### Exercise objective
Could you set out the data from its first line up to and including the line with "(152, 1059)" as a JSON list of strings, one string per line, leaving out blank lines?

═══ Task input ═══

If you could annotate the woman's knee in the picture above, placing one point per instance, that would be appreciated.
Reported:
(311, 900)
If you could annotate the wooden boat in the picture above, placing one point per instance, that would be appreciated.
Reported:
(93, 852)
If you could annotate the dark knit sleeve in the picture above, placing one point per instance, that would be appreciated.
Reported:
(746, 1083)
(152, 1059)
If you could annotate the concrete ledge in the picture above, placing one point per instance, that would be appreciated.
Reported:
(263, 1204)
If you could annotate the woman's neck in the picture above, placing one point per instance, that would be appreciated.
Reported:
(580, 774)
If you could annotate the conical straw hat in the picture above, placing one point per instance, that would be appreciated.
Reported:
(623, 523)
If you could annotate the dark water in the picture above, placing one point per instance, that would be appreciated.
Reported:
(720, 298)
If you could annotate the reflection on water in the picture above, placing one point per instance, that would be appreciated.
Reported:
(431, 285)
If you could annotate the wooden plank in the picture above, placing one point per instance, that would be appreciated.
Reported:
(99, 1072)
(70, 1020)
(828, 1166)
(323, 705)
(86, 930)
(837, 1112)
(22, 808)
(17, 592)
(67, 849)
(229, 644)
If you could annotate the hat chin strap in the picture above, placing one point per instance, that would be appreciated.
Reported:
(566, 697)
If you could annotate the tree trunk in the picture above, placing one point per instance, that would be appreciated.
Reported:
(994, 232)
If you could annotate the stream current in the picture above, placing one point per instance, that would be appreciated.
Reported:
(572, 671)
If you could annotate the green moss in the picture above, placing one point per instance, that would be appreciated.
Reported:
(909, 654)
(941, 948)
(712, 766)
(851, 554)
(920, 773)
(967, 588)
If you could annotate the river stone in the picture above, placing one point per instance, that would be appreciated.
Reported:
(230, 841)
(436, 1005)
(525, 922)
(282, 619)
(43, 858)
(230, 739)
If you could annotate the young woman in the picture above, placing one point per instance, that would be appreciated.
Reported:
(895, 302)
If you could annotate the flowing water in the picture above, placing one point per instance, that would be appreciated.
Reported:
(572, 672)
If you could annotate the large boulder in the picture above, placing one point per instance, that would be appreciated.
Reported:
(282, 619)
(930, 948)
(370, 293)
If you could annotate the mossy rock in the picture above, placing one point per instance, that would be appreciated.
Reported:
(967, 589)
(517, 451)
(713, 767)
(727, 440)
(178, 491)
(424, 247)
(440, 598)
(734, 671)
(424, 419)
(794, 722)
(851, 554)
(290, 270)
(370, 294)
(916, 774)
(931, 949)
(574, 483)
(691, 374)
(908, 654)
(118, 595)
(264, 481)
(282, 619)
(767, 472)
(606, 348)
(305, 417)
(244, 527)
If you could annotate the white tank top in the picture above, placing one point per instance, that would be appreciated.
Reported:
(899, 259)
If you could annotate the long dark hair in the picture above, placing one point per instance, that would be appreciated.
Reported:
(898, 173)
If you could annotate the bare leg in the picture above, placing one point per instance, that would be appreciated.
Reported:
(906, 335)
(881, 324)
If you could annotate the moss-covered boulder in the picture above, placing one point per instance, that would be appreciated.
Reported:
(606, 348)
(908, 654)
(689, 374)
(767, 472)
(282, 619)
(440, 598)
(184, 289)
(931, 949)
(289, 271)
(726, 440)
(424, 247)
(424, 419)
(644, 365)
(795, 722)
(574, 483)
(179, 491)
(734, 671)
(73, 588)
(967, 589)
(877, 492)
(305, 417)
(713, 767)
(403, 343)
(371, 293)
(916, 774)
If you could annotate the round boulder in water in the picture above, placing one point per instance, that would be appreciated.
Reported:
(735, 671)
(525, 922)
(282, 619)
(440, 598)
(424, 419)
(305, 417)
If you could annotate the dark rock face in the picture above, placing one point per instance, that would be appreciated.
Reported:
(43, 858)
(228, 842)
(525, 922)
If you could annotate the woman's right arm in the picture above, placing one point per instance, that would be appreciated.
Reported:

═══

### Solution to the exercise
[
  "If you could annotate the woman's knee in the picture above, placing one point per instance, that would be appreciated.",
  "Reported:",
  "(311, 900)",
  "If you could annotate the wooden boat in the picture above, placing one point per instance, that would be appreciated.",
  "Reported:",
  "(93, 852)",
  "If you could annotate the dark knit sleeve in the picture above, placing one point per instance, that would be appreciated.",
  "Reported:",
  "(746, 1083)",
  "(152, 1059)"
]